**TASK DETAILS**
Put every line of the entries below into a numbered list, leaving out the blank lines.

(Segmentation data)
*-*-*

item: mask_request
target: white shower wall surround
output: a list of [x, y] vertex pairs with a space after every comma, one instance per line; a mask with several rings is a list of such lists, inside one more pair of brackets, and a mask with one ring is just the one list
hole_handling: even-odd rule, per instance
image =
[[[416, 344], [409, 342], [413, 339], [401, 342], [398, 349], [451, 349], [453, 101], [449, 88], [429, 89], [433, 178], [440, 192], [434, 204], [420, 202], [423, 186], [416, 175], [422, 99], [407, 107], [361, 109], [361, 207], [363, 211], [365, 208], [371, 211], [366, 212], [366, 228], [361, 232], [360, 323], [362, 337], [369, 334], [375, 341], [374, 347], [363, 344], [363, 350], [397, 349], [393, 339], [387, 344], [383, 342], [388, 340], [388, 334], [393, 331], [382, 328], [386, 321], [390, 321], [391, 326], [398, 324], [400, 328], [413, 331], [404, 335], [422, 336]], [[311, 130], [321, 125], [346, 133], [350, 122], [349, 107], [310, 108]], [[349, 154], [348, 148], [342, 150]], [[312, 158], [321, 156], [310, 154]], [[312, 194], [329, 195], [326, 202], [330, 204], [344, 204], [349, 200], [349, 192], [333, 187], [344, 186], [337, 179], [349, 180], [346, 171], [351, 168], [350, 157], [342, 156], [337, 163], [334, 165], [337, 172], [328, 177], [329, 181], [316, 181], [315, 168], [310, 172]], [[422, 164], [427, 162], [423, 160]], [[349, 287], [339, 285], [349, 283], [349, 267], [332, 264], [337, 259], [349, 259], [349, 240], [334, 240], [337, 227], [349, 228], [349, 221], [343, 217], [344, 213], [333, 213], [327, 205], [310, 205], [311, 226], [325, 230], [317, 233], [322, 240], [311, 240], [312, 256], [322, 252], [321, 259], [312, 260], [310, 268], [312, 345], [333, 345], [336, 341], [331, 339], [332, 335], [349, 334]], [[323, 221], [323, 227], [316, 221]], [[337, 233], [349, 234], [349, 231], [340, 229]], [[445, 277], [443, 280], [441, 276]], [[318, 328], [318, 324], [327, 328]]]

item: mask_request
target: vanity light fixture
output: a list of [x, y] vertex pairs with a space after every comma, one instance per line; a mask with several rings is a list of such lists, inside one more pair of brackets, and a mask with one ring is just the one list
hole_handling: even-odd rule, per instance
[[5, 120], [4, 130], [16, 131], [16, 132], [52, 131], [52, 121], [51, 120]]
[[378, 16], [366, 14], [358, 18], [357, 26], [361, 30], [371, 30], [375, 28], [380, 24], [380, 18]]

*-*-*

**PROBLEM SOLUTION**
1. item: mask_request
2. target: white shower wall surround
3. output: a list of [x, y] vertex pairs with a space after every comma, one instance per line; a mask with several rings is a list of such lists, inside one more pair of brackets, and a mask with one ring is just the one list
4. hole_handling: even-odd rule, per instance
5. image =
6. [[[416, 344], [409, 342], [413, 339], [401, 342], [398, 349], [451, 349], [453, 101], [449, 88], [429, 89], [433, 178], [440, 192], [434, 204], [420, 202], [423, 186], [416, 175], [422, 99], [407, 107], [361, 109], [361, 207], [363, 211], [365, 208], [371, 211], [366, 212], [366, 228], [361, 232], [360, 323], [362, 337], [369, 334], [375, 341], [374, 347], [363, 344], [363, 350], [397, 349], [393, 339], [387, 344], [383, 342], [388, 340], [388, 334], [393, 331], [382, 328], [386, 321], [390, 321], [391, 326], [398, 324], [400, 328], [413, 331], [404, 335], [422, 336]], [[311, 130], [321, 125], [346, 133], [350, 122], [349, 107], [310, 108]], [[349, 154], [348, 148], [342, 150]], [[312, 158], [321, 156], [310, 154]], [[312, 194], [329, 195], [326, 202], [330, 204], [344, 204], [349, 200], [349, 192], [333, 187], [344, 186], [337, 179], [349, 180], [346, 171], [351, 168], [350, 157], [342, 156], [337, 163], [334, 165], [337, 172], [328, 177], [329, 181], [316, 181], [315, 168], [310, 172]], [[422, 164], [427, 162], [423, 160]], [[349, 287], [339, 285], [349, 283], [349, 267], [332, 264], [337, 259], [349, 259], [349, 240], [334, 240], [337, 227], [349, 228], [349, 221], [343, 217], [344, 213], [333, 213], [327, 205], [310, 205], [311, 226], [325, 230], [317, 233], [322, 240], [311, 240], [312, 256], [322, 252], [321, 259], [312, 260], [310, 268], [312, 345], [333, 345], [336, 341], [331, 339], [332, 335], [349, 334]], [[323, 221], [323, 227], [316, 221]], [[337, 233], [349, 234], [349, 231], [340, 229]], [[445, 277], [443, 280], [441, 276]], [[318, 328], [318, 324], [327, 328]]]
7. item: mask_request
8. target: vanity light fixture
9. output: a list of [x, y] vertex pairs with a space after every comma, one instance per line; a mask with several rings is a list of such lists, inside one more pair of brackets, and a mask with one ring is just the one list
10. hole_handling: even-odd rule, per instance
11. [[5, 120], [4, 130], [16, 131], [16, 132], [52, 131], [52, 121], [51, 120]]
12. [[378, 16], [366, 14], [358, 18], [357, 26], [361, 30], [371, 30], [375, 28], [380, 24], [380, 18]]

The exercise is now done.